■ WORK REQUEST ■
Reproduce the entries in full. Exclude all images from the copy.

■ DATA LISTING ■

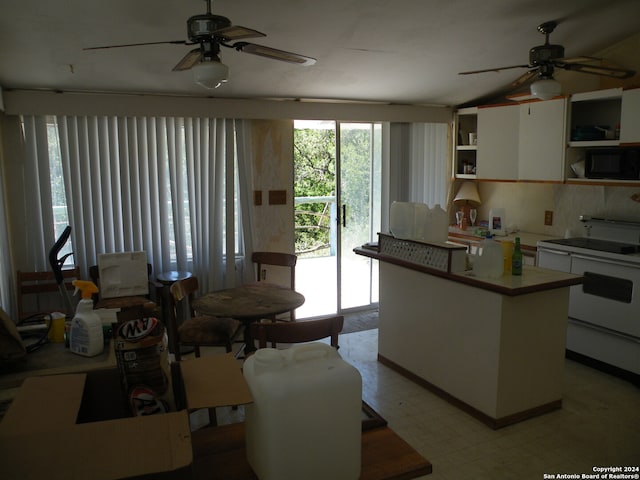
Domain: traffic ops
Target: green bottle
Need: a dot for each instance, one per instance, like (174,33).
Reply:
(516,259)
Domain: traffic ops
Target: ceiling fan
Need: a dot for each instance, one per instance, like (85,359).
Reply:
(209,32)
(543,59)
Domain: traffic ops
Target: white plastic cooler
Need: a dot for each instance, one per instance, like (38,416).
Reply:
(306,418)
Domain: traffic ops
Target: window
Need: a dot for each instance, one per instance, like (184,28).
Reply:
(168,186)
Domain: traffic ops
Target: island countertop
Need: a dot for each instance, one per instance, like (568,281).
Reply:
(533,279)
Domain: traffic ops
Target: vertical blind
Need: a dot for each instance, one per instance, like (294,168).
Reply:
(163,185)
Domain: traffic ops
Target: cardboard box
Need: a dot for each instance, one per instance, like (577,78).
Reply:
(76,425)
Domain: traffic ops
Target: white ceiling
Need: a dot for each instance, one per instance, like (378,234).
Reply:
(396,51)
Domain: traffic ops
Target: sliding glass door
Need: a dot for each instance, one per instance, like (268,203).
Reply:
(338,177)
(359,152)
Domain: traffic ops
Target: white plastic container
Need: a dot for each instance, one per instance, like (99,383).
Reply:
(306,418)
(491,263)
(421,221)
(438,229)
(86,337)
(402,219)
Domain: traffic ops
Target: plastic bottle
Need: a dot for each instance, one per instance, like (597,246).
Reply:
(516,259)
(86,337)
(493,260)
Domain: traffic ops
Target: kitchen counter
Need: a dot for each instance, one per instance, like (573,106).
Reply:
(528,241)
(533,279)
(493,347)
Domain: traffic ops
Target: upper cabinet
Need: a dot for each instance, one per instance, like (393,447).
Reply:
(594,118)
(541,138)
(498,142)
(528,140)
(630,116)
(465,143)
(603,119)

■ ANSWER TO THE PROBLEM ■
Domain: traffic ops
Target: green bottle
Need: a dot for each instance, one per instance, like (174,33).
Reply:
(516,259)
Domain: traffic ops
Target: ceiling fan
Need: a dot for each instance, one per instance, like (85,359).
Reply:
(209,32)
(543,59)
Domain: traffic ops
Target: white plastic cooler
Need: a dot for each instance, one per instance, like (38,416).
Reply:
(306,418)
Domain: traffic ops
Target: window
Need: a dot for each instance, one per instance, like (184,28).
Reply:
(168,186)
Domain: traffic ops
Target: island countertop
Need: a dot for each instance, one per instance, like (568,281).
Reply:
(533,279)
Domain: traffic ops
Target: vertical blind
Need: a dot for each instance, one per instance, like (294,168).
Reply:
(163,185)
Domain: traffic ops
Target: cardboard box
Need: a dot for each instance, one per instance, like (577,78).
Reply:
(76,425)
Domain: traffic ops
Target: white ceiling
Need: a dot for each instance, one per instance, like (378,234).
Reply:
(396,51)
Domain: traffic ops
Target: sliding glass door
Need: a dot for each instance, one per instance, like (268,203).
Reply:
(338,177)
(359,152)
Domain: traffic ops
Target: white plastic container
Need: a dot for each instance, one per instance, like (99,383).
Reply:
(306,418)
(491,263)
(421,221)
(438,229)
(86,337)
(402,219)
Domain: traffic ops
Target: plastic bottle
Need: a dot for each instance, one per instance, like (597,246).
Reply:
(516,259)
(86,337)
(493,260)
Domain: traffic ops
Target: kitchen counter
Need: a dot for each instance, one per instance, like (573,106).
Reply:
(528,241)
(533,279)
(493,347)
Domain: traffic ops
Target: upper cabinet
Need: a dot for each instance, one per instance, like (393,447).
Reply:
(594,118)
(541,138)
(498,142)
(528,140)
(630,116)
(465,143)
(603,119)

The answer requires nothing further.